— PROBLEM TO SOLVE —
How many lines in the records below contain "Reviewer"? Answer with the number alone.

— INPUT MATERIAL —
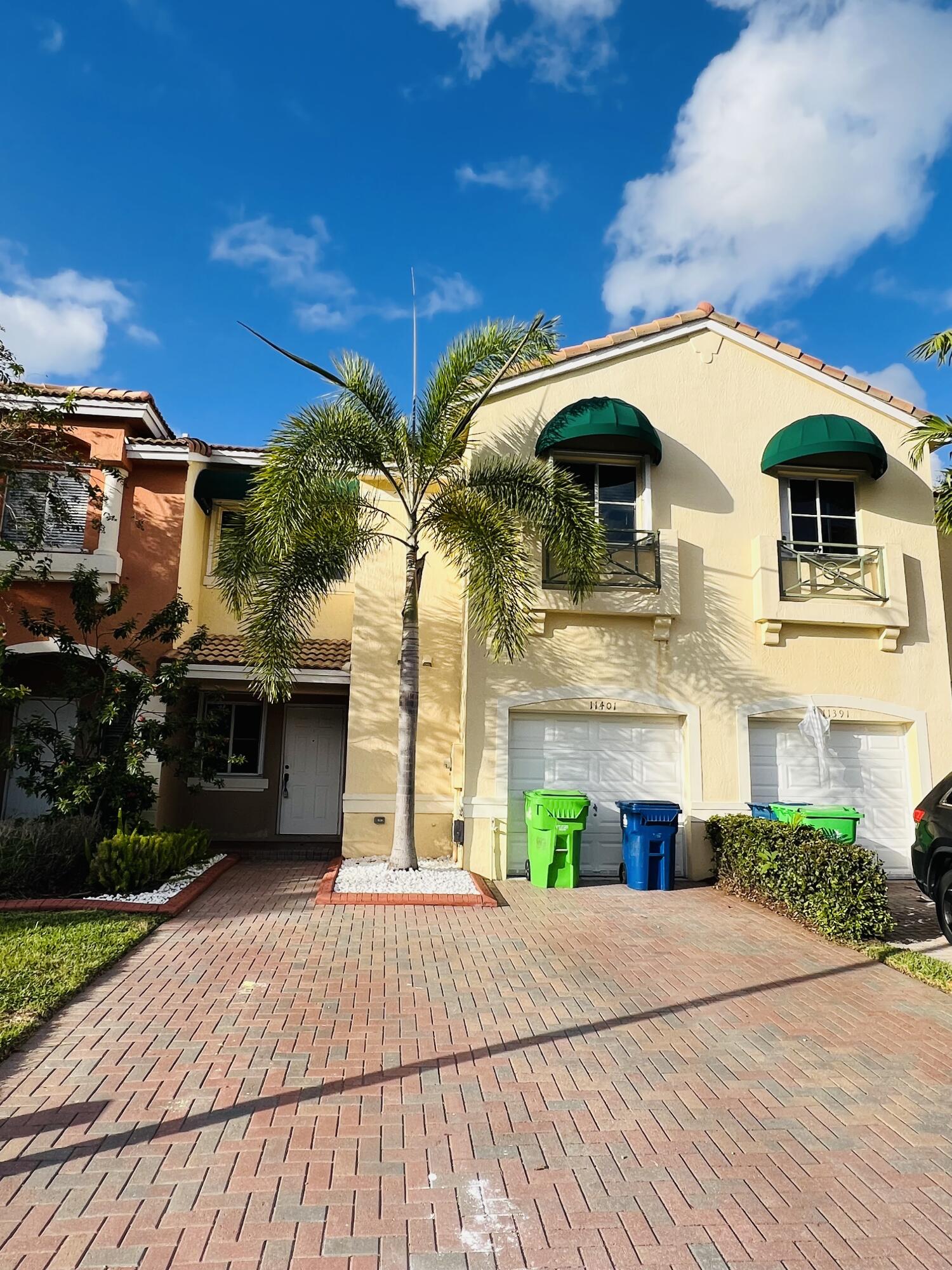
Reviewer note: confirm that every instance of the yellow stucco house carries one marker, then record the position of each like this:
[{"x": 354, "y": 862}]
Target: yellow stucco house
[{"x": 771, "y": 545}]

...

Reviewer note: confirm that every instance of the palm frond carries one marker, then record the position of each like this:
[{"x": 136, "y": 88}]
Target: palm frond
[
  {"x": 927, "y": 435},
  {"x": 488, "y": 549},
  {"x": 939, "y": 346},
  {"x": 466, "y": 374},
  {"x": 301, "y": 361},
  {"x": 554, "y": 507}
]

— ANSWER FOR THE TASK —
2